• [Excerpts from a pointing dataset]:
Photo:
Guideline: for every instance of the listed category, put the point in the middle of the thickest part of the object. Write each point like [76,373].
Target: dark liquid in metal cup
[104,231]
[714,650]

• [DIRECTIVE]: Please reproduce all of the records above word for word, keeping every line as it stands.

• [REPLY]:
Photo:
Guideline: for every instance of the listed category, put the point in the middle of the thickest part of the object. Write each point like [76,373].
Target: dark liquid in metal cup
[104,231]
[714,650]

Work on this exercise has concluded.